### Questions on the material
1. In the passage on the breast cancer gene patents, why can it be important to learn whether you carry the risk-elevating mutations? Answer in one to three sentences.
2. Can you continue the passage about the Supreme Court case over the breast cancer gene patents, starting after its last sentence?

Most court cases involving patent law are corporate battles, with one company suing another for infringing on its intellectual property rights and, therefore, profits. Big companies fighting over big money can seem painfully irrelevant, especially when so many of us are simply struggling to get by.
But the case coming before the U.S. Supreme Court on Monday challenging two patents is a different animal, with enormous implications for both our health and shared humanity. The patents in question are on two human genes, BRCA1 and BRCA2, commonly referred to as the “breast cancer genes.”
We all have these genes in the cells of our bodies, but certain variants in some people significantly increase the risk of breast and ovarian cancer. Learning whether you have these risk-elevating mutations can be important because it gives you the opportunity to consider increased surveillance (such as cancer screenings and mammography) and even surgery to remove healthy organs.

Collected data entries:
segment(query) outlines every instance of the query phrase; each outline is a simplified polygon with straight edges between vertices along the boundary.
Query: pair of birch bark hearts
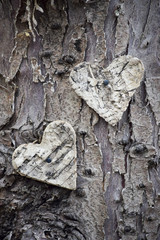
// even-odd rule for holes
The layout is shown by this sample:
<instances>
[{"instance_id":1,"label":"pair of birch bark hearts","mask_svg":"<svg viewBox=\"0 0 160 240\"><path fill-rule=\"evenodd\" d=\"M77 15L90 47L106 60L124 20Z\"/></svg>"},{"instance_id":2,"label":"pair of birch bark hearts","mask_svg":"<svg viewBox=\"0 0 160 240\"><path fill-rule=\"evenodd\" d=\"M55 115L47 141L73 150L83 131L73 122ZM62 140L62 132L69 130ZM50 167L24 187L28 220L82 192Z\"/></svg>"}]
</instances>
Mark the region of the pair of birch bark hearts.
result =
<instances>
[{"instance_id":1,"label":"pair of birch bark hearts","mask_svg":"<svg viewBox=\"0 0 160 240\"><path fill-rule=\"evenodd\" d=\"M144 67L138 58L122 56L106 69L80 63L70 74L70 83L102 118L115 125L143 78ZM65 121L50 123L40 144L20 145L12 164L21 175L68 189L76 189L76 135Z\"/></svg>"}]
</instances>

### Expected results
1. Learning whether you carry the mutations gives you the chance to consider increased surveillance, such as cancer screenings and mammography. It also lets you consider surgery to remove healthy organs.

2.
The patents give one biotechnology company, Myriad Genetics Inc., sweeping control of the two genes. Myriad’s monopoly harms women’s health, impedes cancer research and raises important ethical questions about control over the human genome.
Myriad’s patents cover both the normal versions of the genes and all mutations and rearrangements within them. This monopoly has prevented other scientists and doctors from using the BRCA1 and BRCA2 genes in research, medicine, diagnosis and treatment.
With revenue from the patents approaching half a billion dollars a year, Myriad frequently restricts access to these genes. It sends cease-and-desist notices to prevent other researchers from working with them.
Myriad’s strict patent enforcement means its test is the only available one to determine whether a woman has a genetic variant that increases her risk of cancer. Women cannot get a second opinion about the results, even when faced with a decision about removing healthy organs to reduce their cancer risk. And too many women cannot even have the test because it is too expensive.
Furthermore, because Myriad’s test focuses on already-identified variants, some women, especially women of color, are more likely to get ambiguous results. They are told they have a genetic variant but that Myriad doesn’t know whether it increases their risk of cancer.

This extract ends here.